Article:
________________________

But then, you didn't know I was gone, did you? Well, I was. Wednesday morn, I flew to Indiana. Why did I do such a fool thing? For meetings to plan the third season of The Garfield Show, a cartoon-type series I write, produce and voice-direct.

"Third season?" I hear some of you asking. "Isn't Cartoon Network still running the first season?" Well, yes, they are…several times a day on account of it's their number one show in daytime. The second season is just now starting to come off the assembly line. It'll be airing soon in France and other nations, and they're telling me we'll see 'em in America around October but I'm not sure that's definite. October, by the way, is also the tentative release date for the first DVD of episodes from The Garfield Show. It'll have six cartoons all featuring Odie, and I'll post a link for ordering when it's possible.

Some of you may have noticed that there's a list of episodes for Season Two over on the Wikipedia page for The Garfield Show. And what you don't know is that those aren't the real episodes. Someone — I have no idea who — made up a bunch of plots and put them up there. And what that person doesn't know is that he or she did some good guessing and got two or three close-to-right. I'm not going to correct Wikipedia just yet. I kinda like leaving it there as a reminder that you can't believe everything you read on the Internet.

________________________

Image boundary labeling lines:
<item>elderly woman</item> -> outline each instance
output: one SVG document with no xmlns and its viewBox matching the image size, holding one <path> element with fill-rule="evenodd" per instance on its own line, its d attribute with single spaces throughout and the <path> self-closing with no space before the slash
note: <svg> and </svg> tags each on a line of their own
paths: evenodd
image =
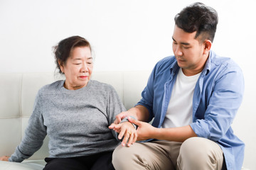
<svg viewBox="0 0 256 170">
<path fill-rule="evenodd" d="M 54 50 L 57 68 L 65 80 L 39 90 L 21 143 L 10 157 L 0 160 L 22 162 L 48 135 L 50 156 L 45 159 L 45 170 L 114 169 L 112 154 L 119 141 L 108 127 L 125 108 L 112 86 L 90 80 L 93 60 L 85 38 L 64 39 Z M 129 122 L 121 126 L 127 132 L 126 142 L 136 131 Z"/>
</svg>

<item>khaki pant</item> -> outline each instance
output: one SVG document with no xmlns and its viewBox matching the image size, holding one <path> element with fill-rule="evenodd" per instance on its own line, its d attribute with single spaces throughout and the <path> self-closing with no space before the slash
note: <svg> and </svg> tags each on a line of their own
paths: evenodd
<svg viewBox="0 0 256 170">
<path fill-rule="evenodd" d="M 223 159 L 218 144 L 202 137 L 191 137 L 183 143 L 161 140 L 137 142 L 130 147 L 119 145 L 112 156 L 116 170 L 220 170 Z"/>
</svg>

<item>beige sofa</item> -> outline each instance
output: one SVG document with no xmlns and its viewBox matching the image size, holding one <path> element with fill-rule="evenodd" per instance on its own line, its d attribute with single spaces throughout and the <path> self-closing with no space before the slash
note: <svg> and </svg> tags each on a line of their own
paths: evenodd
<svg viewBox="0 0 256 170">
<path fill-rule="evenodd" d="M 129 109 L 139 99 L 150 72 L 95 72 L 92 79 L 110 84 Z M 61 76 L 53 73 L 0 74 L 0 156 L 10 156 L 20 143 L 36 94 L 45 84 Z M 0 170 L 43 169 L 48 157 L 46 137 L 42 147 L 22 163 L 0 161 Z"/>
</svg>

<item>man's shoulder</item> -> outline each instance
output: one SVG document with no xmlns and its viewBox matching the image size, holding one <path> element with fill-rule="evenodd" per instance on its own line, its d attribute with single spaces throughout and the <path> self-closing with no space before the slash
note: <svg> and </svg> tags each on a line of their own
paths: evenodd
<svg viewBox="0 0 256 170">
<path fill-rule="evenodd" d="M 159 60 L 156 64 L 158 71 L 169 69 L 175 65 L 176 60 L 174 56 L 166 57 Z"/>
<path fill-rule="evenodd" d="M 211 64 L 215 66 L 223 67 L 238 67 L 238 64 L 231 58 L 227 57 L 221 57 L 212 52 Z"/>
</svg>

________________________

Written request:
According to the post about The Garfield Show, what will the first DVD of episodes contain?

Finished task:
Six cartoons, all featuring Odie.